_AUFGABEN:_
(a) Übertragen Sie den Satz „Die Tische sind fein gedeckt, die Küche weckt in ihrem ersten Gruß schon Vorfreude aufs Dessert.“ aus der Restaurantkritik ins Englische.
(b) Formulieren Sie die Stelle der Restaurantkritik, die bei „Für viele Berlin-Besucher“ beginnt und bei „nach einer Kamera.“ endet, neu, wobei „Empfang“ durch „Service“ ersetzt wird.
(c) Prüfen Sie, ob die folgenden Aussagen mit der Restaurantkritik übereinstimmen: (i) Beim Besuch vor einigen Jahren waren die Gäste zufrieden. (ii) Das Gemüse in der Consommé war al dente. (iii) Die Frittaten überzeugten durch ihren Charakter. Antworten Sie jeweils mit Ja oder Nein, und zitieren Sie wörtlich die entscheidenden Worte des Textes.

_TEXTAUSZUG:_
▽

Tafelspitz mit Wildkräutersalat.

Für viele Berlin-Besucher gehört ein Stopp auf dem Bahnhof Friedrichstraße zum Programm. Wenn sie von dort den Blick schweifen lassen über die Restaurant-Zeile am Schiffbauerdamm, bleibt ihr Blick vielleicht an dem authentisch wirkenden Schriftzug „Brechts“ hängen. Bei unserem Besuch vor einigen Jahren waren wir nicht amüsiert. Diesmal fing es gleich viel besser an. Der Empfang war freundlich bis theatralisch. Dass ein Restaurant mit diesem Namen verhinderte Charakterdarsteller anzieht, kann man ja verstehen. Im Hintergrund hängt in großen Lettern der vielleicht ein bisschen zu nahe liegende Spruch: „Erst kommt das Fressen, dann kommt die Moral.“ Hier kommt erstmal die Show. Allein die pointierte Art des Barkeepers, die Gläser zu polieren, schrie nach einer Kamera.

Die Tische sind fein gedeckt, die Küche weckt in ihrem ersten Gruß schon Vorfreude aufs Dessert. Die Cremesuppe vom Ziegenkäse in Verbindung mit einem Würfel des hauseigenen Schokoladenkuchens würde zur Not auch als Abspann taugen. Unterstützend in der Rolle des Appetiteinheizers wirkten zwei Sorten krustigstes Gewürzbrot und ein Mini-Fässchen Sauerrahm.

Der Namensgeber ist omnipräsent, zum Beispiel lebensgroß als Figur hinter dem Ecktisch am Fenster. Ob er Freude hätte am Marketinggeschick des Oberkellners? Natürlich hat er Winzersekt da, aber auch einen hinreißenden Hauscocktail, in dem der selbstredend großartige Sekt neben Lavendel und Curacao nur eine kleinere Rolle spiele (8,50 Euro). Auch die Art, wie er uns das Tagesmenü unbedingt schmackhaft machen wollte, gerade so, als hätte die Küche zu viele Vorräte eingekauft, war großes Kino.

Die Consommé vom Bio-Kalb war stark und dunkel, wie es sich gehört, das Gemüse al dente und frisch, Möhren, Sellerie dergleichen. Nur die Frittaten waren seltsam charakterlos, wären bei mir auch als „kleine Bandnudeln aus der Packung“ durchgegangen (6,50 Euro).

△

_GESAMMELTE DATEN:_
▽

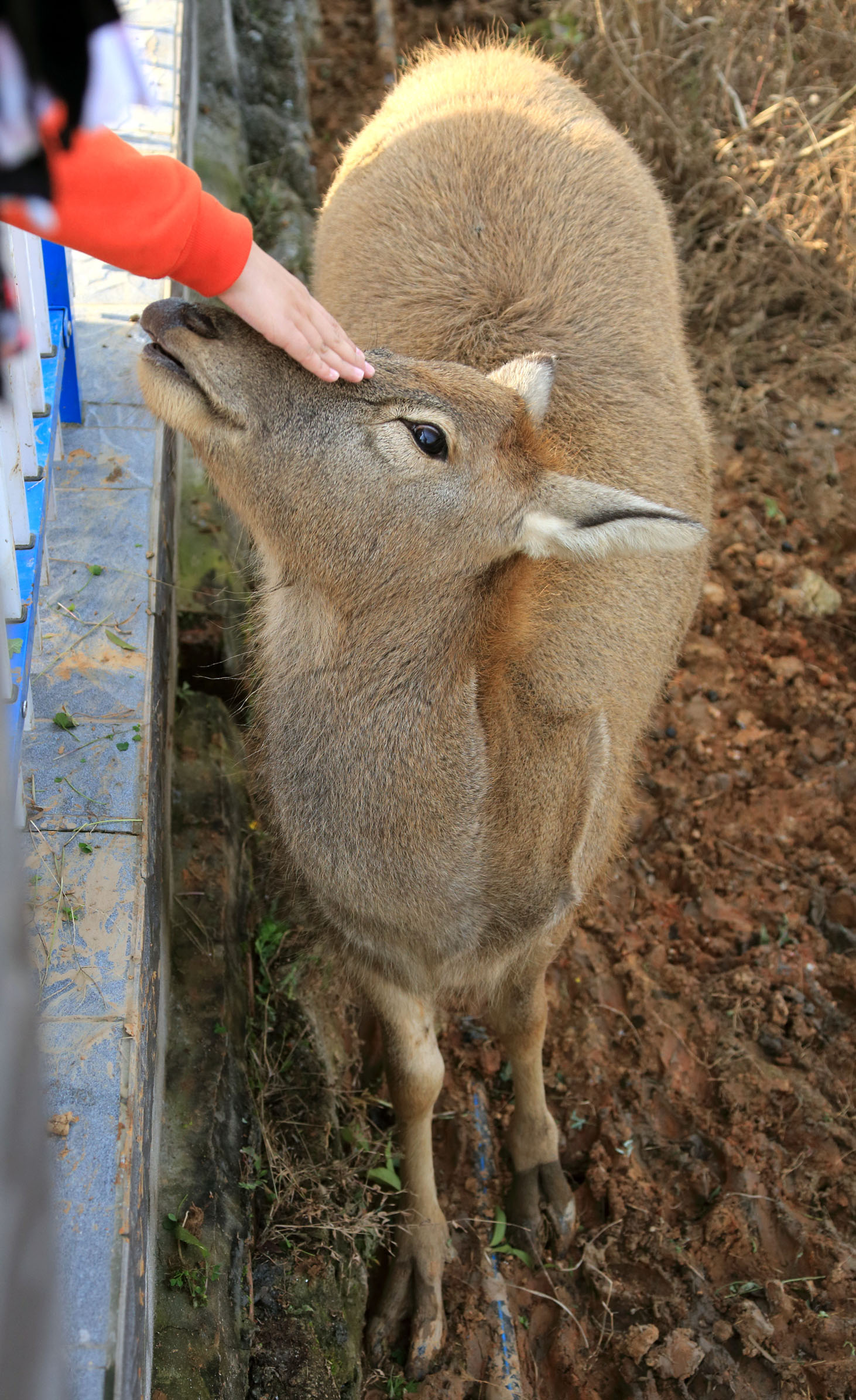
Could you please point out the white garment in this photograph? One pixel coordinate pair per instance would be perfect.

△

_LÖSUNGEN:_
(a) The tables are elegantly set, and with its first greeting the kitchen already awakens anticipation of dessert.

(b)
Für viele Berlin-Besucher gehört ein Stopp auf dem Bahnhof Friedrichstraße zum Programm. Wenn sie von dort den Blick schweifen lassen über die Restaurant-Zeile am Schiffbauerdamm, bleibt ihr Blick vielleicht an dem authentisch wirkenden Schriftzug „Brechts“ hängen. Bei unserem Besuch vor einigen Jahren waren wir nicht amüsiert. Diesmal fing es gleich viel besser an. Der Service war freundlich bis theatralisch. Dass ein Restaurant mit diesem Namen verhinderte Charakterdarsteller anzieht, kann man ja verstehen. Im Hintergrund hängt in großen Lettern der vielleicht ein bisschen zu nahe liegende Spruch: „Erst kommt das Fressen, dann kommt die Moral.“ Hier kommt erstmal die Show. Allein die pointierte Art des Barkeepers, die Gläser zu polieren, schrie nach einer Kamera.

(c)
(i) Nein: „Bei unserem Besuch vor einigen Jahren waren wir nicht amüsiert.“
(ii) Ja: „das Gemüse al dente und frisch“
(iii) Nein: „Nur die Frittaten waren seltsam charakterlos“